## THE RECORDS
++++++++

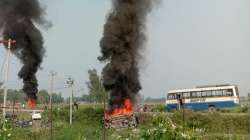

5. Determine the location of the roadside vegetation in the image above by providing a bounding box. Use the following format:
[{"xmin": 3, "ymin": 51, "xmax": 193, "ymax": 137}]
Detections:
[{"xmin": 0, "ymin": 105, "xmax": 250, "ymax": 140}]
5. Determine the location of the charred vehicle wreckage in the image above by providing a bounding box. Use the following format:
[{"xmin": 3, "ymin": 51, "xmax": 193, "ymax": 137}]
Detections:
[{"xmin": 103, "ymin": 99, "xmax": 139, "ymax": 129}]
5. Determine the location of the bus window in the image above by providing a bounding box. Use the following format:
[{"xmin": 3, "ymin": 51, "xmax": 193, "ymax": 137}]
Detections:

++++++++

## AIM
Rewrite all the data above with every "bounding box" changed to "rectangle" and nothing else altered. Leave out the pictures.

## RESPONSE
5. Determine the location of the roadside vegetation in the image above by providing a rectangle. Use the following format:
[{"xmin": 3, "ymin": 51, "xmax": 193, "ymax": 137}]
Detections:
[{"xmin": 0, "ymin": 105, "xmax": 250, "ymax": 140}]
5. Determine the location of the charred vehicle wreckage in the image above by providing a rectangle. Use the following format:
[{"xmin": 3, "ymin": 51, "xmax": 193, "ymax": 137}]
Detections:
[{"xmin": 103, "ymin": 99, "xmax": 139, "ymax": 129}]
5. Determine the location of the bus window in the image above by providing a rectangle. Use the following format:
[{"xmin": 3, "ymin": 51, "xmax": 193, "ymax": 137}]
Detections:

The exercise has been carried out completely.